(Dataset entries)
......

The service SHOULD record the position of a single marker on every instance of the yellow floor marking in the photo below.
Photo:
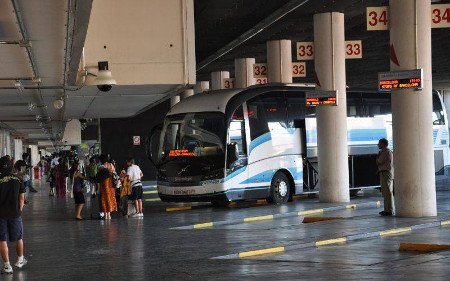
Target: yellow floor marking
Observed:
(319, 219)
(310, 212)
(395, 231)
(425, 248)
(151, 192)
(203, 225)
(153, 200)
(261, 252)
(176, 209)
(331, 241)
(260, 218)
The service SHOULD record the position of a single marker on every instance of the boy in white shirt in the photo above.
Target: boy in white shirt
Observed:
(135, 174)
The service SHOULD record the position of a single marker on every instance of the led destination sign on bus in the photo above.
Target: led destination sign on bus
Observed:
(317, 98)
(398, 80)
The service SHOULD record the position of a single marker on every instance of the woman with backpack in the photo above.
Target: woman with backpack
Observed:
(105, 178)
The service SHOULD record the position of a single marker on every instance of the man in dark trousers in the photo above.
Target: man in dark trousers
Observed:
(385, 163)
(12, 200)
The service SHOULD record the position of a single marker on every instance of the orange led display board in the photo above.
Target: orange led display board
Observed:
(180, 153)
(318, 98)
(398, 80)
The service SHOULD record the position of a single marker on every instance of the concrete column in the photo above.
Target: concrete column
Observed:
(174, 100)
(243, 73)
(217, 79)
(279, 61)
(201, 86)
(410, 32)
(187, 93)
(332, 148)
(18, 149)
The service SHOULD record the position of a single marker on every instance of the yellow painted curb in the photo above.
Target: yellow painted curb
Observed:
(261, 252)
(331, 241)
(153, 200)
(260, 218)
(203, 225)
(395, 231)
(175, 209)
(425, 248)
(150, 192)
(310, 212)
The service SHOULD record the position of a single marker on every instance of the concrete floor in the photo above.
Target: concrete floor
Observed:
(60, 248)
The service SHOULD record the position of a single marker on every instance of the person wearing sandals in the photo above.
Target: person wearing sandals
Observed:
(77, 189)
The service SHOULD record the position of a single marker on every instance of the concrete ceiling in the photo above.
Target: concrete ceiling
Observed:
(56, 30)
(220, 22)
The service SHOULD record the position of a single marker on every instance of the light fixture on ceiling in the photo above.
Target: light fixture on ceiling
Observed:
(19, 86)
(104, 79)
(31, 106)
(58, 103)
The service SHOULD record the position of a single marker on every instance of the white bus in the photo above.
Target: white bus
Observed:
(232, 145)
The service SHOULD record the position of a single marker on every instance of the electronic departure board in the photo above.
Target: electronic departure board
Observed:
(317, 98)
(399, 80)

......

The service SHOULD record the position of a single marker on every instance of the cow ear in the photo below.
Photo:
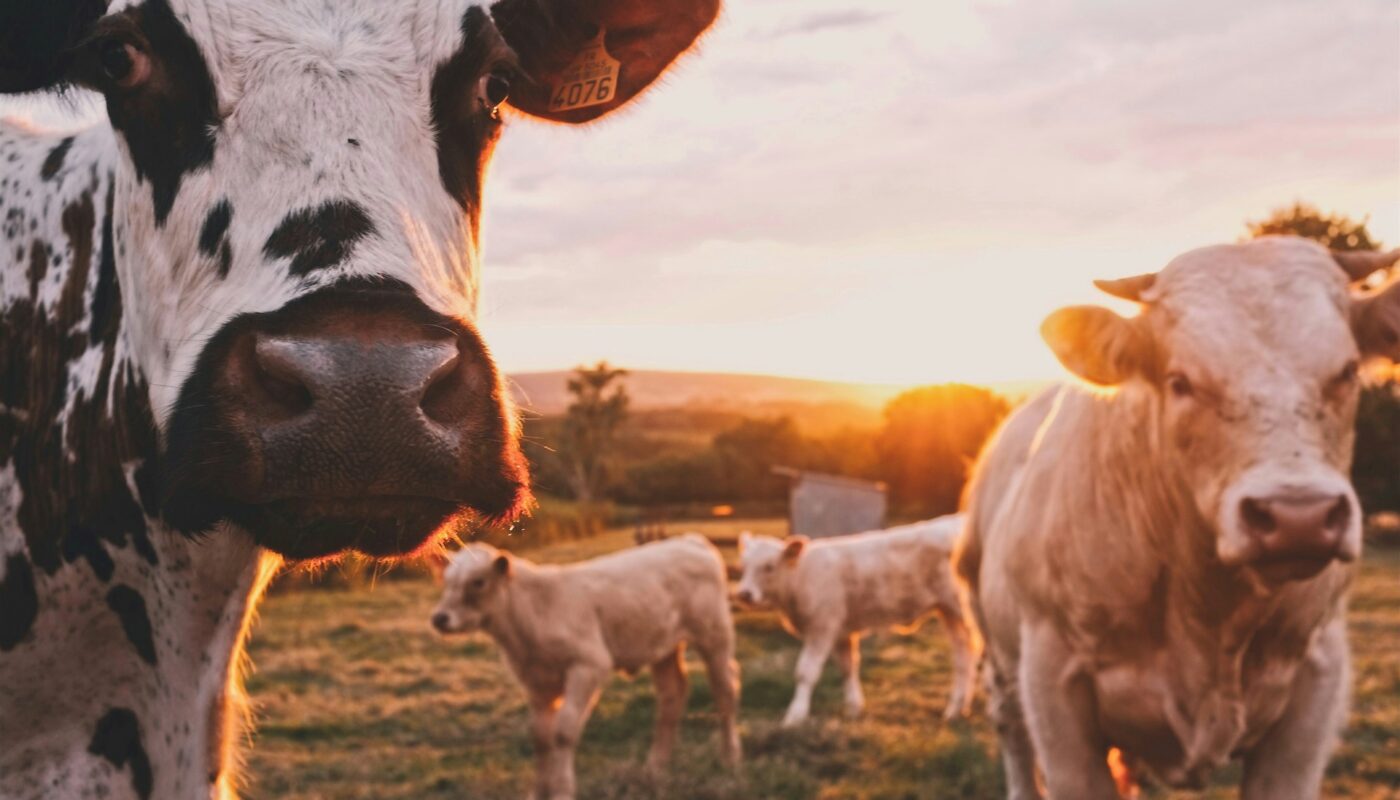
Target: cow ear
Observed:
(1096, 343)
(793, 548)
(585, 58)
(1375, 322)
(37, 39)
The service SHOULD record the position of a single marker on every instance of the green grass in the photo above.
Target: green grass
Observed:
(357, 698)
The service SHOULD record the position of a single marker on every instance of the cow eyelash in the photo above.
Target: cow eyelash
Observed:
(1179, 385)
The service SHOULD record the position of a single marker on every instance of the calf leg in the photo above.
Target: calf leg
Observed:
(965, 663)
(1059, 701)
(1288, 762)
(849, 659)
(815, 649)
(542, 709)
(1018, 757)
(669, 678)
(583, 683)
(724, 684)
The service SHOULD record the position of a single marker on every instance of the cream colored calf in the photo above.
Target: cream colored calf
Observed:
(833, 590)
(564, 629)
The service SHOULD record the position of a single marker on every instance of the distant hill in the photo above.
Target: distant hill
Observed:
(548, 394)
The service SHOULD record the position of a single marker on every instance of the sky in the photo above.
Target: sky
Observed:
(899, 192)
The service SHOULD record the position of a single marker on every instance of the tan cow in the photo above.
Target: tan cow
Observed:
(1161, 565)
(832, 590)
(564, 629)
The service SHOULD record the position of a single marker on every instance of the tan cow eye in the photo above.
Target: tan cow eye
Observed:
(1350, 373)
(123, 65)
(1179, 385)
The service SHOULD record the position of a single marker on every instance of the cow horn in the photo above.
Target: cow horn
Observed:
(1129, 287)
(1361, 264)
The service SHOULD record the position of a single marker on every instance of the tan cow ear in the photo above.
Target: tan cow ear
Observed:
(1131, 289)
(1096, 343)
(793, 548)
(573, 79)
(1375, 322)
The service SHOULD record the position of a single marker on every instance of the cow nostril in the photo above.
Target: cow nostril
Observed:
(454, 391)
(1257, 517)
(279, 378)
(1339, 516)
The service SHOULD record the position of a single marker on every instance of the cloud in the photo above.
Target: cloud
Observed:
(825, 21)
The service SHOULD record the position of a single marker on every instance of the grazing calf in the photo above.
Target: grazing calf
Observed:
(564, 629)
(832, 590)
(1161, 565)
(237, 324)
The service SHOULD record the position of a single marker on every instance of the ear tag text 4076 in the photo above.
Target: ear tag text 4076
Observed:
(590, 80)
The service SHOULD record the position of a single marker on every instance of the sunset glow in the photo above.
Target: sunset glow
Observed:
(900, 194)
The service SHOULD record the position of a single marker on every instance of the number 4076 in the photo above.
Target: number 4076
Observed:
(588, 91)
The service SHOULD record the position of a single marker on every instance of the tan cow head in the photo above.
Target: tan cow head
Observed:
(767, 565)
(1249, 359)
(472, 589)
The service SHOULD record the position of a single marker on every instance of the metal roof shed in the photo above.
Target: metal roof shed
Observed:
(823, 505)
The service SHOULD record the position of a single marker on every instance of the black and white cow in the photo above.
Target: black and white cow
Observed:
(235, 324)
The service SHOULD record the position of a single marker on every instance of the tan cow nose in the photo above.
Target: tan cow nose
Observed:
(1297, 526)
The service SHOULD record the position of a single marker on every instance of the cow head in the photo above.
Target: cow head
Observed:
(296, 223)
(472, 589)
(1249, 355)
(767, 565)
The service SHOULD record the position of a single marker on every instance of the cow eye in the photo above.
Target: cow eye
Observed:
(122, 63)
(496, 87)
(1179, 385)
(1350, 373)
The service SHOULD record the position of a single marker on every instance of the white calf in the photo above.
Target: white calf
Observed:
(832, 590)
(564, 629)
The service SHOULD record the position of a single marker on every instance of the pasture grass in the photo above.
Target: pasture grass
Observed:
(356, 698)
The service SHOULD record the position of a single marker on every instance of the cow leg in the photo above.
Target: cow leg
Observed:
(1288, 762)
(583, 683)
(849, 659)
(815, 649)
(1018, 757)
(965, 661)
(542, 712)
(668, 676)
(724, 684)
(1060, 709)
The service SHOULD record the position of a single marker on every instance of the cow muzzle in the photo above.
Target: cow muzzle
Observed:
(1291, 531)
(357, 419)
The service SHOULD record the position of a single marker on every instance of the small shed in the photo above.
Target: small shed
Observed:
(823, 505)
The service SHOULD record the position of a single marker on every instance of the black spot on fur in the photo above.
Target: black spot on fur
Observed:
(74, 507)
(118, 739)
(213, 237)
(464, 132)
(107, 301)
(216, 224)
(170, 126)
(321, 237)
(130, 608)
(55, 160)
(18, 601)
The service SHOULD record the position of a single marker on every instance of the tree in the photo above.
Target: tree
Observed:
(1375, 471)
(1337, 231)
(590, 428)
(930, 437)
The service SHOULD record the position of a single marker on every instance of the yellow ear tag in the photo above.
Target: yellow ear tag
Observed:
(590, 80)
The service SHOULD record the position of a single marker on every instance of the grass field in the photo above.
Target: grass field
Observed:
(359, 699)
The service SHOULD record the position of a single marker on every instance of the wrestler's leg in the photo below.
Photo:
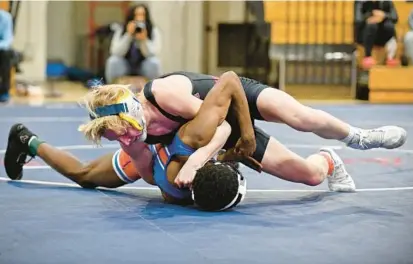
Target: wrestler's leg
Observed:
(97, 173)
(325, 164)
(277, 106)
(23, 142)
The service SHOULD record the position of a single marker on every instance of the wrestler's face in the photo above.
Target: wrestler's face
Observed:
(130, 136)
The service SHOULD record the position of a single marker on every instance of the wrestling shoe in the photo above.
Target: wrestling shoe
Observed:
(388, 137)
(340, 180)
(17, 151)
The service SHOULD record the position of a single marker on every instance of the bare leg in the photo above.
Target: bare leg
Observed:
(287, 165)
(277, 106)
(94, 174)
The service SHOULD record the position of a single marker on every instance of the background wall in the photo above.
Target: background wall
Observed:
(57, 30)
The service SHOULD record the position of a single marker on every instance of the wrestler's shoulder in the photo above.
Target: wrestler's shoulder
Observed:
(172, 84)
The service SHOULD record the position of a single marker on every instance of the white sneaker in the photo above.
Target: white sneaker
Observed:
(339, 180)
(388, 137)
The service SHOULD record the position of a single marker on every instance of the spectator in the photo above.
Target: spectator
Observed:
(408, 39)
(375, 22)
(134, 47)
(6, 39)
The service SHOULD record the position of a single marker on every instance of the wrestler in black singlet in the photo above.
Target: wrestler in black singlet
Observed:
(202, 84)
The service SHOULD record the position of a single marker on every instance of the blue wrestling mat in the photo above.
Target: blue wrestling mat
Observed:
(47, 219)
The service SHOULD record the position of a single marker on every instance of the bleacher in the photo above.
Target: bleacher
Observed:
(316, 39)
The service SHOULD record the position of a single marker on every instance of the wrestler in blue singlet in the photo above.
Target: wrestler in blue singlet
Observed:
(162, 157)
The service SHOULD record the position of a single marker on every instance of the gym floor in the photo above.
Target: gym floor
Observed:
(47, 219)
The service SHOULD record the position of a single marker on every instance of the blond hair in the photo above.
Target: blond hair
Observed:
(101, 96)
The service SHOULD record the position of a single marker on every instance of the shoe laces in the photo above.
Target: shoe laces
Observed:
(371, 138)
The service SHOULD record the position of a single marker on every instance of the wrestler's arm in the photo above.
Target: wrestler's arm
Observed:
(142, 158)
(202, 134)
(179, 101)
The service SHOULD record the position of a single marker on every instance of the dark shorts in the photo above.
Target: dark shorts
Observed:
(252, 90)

......

Scan the records above for lines with the word "background". Then report how many there are, as a bare number.

2